─── The data ───
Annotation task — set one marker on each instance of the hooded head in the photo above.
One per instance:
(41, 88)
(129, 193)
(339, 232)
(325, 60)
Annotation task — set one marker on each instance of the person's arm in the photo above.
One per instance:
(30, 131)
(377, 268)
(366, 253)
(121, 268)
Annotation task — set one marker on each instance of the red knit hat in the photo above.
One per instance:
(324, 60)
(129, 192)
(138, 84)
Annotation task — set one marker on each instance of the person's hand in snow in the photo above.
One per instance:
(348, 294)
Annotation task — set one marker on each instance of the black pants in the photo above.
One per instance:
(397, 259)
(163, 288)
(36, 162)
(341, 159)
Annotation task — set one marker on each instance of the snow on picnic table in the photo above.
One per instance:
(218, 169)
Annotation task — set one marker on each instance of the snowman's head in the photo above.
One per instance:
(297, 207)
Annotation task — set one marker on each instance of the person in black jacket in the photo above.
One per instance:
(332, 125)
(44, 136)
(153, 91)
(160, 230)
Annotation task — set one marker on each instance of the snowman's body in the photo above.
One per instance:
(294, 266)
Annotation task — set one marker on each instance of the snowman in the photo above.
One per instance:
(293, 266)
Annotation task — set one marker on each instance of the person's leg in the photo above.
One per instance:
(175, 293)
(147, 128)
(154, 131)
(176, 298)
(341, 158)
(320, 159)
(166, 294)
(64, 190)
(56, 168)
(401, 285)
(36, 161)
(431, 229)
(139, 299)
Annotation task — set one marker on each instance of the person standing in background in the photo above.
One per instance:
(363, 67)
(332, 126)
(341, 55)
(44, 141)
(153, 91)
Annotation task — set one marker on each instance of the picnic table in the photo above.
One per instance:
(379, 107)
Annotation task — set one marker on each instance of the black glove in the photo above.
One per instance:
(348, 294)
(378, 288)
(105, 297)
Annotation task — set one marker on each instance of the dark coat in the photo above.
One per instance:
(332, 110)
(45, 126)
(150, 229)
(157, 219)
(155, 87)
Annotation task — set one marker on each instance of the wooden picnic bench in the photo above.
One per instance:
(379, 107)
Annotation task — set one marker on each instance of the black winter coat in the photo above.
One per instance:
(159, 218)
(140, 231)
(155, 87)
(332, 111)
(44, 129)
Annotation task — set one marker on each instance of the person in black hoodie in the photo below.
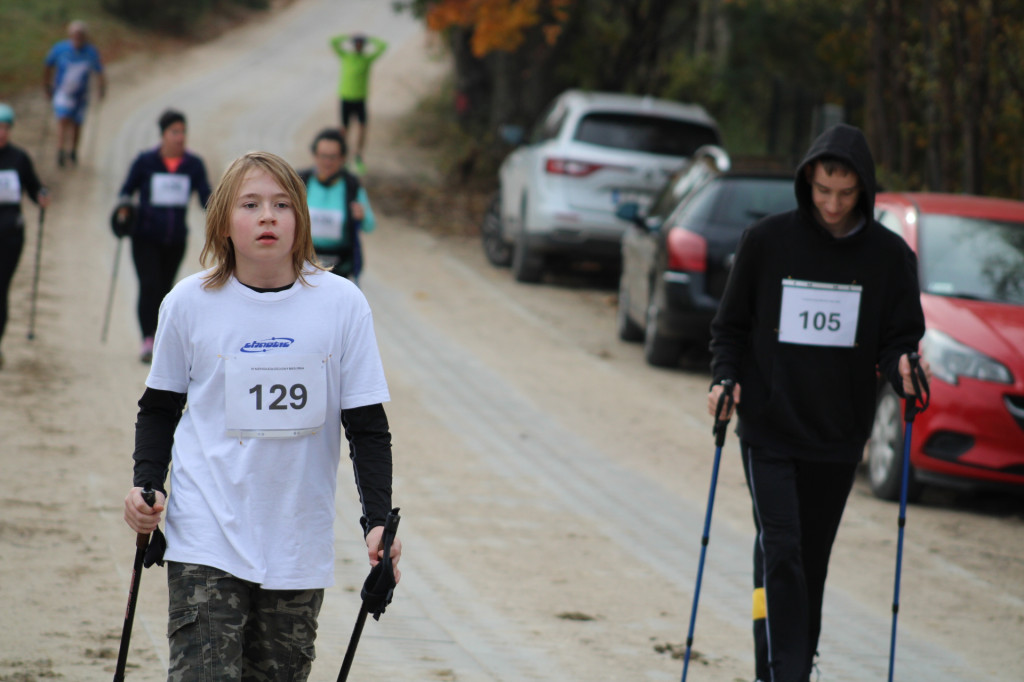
───
Going through the entries above, count the lines that have the word "black" and state that count alone.

### The completed task
5